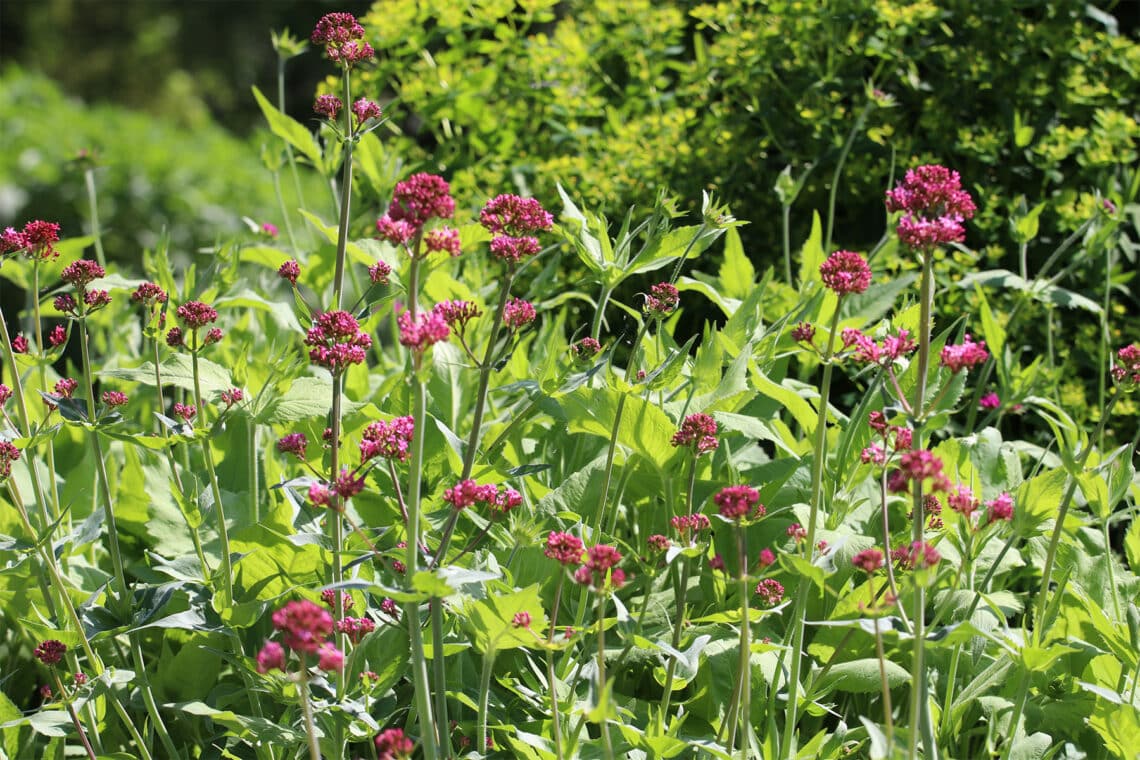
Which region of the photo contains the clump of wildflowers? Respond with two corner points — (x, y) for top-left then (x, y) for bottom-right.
* * *
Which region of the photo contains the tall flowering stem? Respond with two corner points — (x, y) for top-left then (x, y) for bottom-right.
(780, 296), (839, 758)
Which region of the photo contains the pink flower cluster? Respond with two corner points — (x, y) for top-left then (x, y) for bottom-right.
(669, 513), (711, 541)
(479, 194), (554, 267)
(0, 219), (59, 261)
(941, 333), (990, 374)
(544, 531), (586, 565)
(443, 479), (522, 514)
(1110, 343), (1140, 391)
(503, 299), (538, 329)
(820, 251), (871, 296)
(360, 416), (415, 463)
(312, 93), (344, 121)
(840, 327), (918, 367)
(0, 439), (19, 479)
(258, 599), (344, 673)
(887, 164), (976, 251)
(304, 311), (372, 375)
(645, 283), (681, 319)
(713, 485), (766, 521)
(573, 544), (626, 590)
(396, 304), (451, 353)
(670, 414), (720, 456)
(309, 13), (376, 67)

WORK REQUIRED:
Reproduce the lines in the stretch from the line containing "Which region of the photo contains the pink" through the line containing "(309, 13), (376, 67)", swapping "pink" for "white" and leaving everything else unchanged.

SOLUTION TO THIS EXERCISE:
Which region of the photo contains the white flower cluster? Respond with two corner points — (x, y) for top-left then (x, y) for bottom-right.
(669, 513), (711, 541)
(479, 194), (554, 267)
(0, 219), (59, 261)
(941, 333), (990, 374)
(544, 531), (586, 565)
(443, 479), (522, 514)
(1110, 343), (1140, 391)
(503, 299), (538, 329)
(820, 251), (871, 296)
(360, 416), (415, 463)
(312, 93), (344, 121)
(840, 327), (918, 367)
(0, 439), (19, 479)
(258, 599), (344, 673)
(887, 164), (976, 251)
(304, 311), (372, 375)
(645, 283), (681, 319)
(713, 485), (766, 521)
(573, 544), (626, 590)
(396, 304), (451, 353)
(670, 414), (720, 456)
(309, 13), (376, 67)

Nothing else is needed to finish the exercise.